PASSAGE:
Unable to recover hammer volume.

Tomohiro Kusumi kusumi.tomohiro at gmail.com
Mon Jan 16 06:51:31 PST 2017


I don't think you can attempt to remove those in your situation.

But assuming your corrupted sectors as proper inodes and go on to rm
those files isn't really safe operation either. Since your ondisk
inodes are known to be corrupted from those dmesg lines, it's
possible/likely that something unexpected occurs during unlinking and
eventually hits assertion or destroy irrelevant sectors.

I think what's really missing in hammer1 (in terms of corruption) is
fsdb type program and fsck. Some (or many) filesystems do have fsck
even if they have some sort of journal equivalent.


2017-01-16 23:27 GMT+09:00  <jscottkasten at yahoo.com>:
>
>
> ----- Original Message -----
> From: Tomohiro Kusumi <kusumi.tomohiro at gmail.com>
>
>>hammer_btree_extract: CRC DATA @ 9000000a4a1f3280/128 FAILED
>
> Yes, I have this, and "critical error" reading inodes.
>
>>This means bunch of inodes in certain sectors nearby were somehow
>>corrupted. These are often found only when those inodes are read the
>>next time after corruption, thus doesn't necessary affect booting
>>unless those inodes are read on booting.
>
> Yes, this is a backup volume.
>
>>Onboot recovery really has nothing to do with random broken sectors
>>where undo fifo is not involved, nor is it a problem of filesystems in
>>general including hammer1. Also note that "recovery" here doesn't mean
>>hammer1 somehow magically fixes user data. It means the filesystem
>>keeps consistency of itself.
>
> I would be happy to just delete them somehow.  I can rsync any incomplete data easily enough.
>
>>Having said that, hammer1 could give an option for users to at least
>>do whatever they want to do on a broken fs. It currently forces
>>readonly mount, kernel panic, etc.

GIVEN INSTRUCTION 1:
Rewrite the records from the line containing "Keypoint guideline: for each instance of the cord" through the end of the records, keeping every line and shifting each point coordinate in the answers by adding 43 to both numbers.

Object location annotation data:

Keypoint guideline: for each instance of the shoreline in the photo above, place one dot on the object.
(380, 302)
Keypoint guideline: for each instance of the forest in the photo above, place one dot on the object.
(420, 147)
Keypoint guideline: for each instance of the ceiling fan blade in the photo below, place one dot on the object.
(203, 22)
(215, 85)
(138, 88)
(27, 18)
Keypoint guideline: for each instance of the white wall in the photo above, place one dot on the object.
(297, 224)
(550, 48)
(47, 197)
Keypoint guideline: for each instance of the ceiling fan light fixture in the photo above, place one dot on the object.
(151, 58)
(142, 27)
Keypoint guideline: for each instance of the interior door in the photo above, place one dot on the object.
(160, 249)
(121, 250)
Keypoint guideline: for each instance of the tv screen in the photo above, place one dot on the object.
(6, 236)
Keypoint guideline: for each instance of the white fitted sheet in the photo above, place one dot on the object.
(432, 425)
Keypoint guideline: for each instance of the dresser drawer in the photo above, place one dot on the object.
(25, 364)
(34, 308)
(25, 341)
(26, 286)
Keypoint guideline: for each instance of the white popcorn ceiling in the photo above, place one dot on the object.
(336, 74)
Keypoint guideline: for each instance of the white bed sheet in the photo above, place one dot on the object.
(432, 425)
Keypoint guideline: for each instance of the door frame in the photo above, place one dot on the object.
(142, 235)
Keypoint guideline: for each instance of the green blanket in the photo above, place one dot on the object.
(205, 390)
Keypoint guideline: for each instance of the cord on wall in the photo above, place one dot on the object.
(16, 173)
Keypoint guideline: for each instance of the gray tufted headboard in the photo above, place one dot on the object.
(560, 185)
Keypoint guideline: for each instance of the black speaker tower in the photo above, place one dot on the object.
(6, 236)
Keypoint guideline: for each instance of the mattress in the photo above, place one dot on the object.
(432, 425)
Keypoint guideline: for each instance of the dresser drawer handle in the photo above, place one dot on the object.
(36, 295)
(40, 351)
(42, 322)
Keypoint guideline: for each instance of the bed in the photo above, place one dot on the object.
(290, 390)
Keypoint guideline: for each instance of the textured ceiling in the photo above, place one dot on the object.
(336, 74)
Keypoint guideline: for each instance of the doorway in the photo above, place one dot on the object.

GIVEN INSTRUCTION 2:
In the mailing list post about the hammer volume, what does the writer say is really missing in hammer1 in terms of corruption?

EXERCISE SOLUTION 1:
Keypoint guideline: for each instance of the cord on wall in the photo above, place one dot on the object.
(59, 216)
Keypoint guideline: for each instance of the gray tufted headboard in the photo above, place one dot on the object.
(603, 228)
Keypoint guideline: for each instance of the black speaker tower in the photo above, place one dot on the object.
(49, 279)
Keypoint guideline: for each instance of the mattress in the photo above, place one dot on the object.
(475, 468)
Keypoint guideline: for each instance of the dresser drawer handle in the photo above, place one dot on the object.
(79, 338)
(83, 394)
(85, 365)
Keypoint guideline: for each instance of the bed in the photo above, place one dot on the object.
(333, 433)
Keypoint guideline: for each instance of the textured ceiling in the photo above, place one dot on the object.
(379, 117)
Keypoint guideline: for each instance of the doorway in the photo above, place one dot on the object.

EXERCISE SOLUTION 2:
An fsdb-type program and fsck.